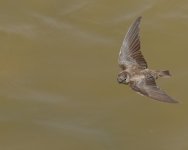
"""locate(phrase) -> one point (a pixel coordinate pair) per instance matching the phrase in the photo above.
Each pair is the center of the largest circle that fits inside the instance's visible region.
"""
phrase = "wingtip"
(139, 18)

* * *

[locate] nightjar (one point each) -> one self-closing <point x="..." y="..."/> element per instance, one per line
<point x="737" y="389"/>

Try it: A single number is the whole answer: how many lines in the listing contain "pair"?

Response area: 2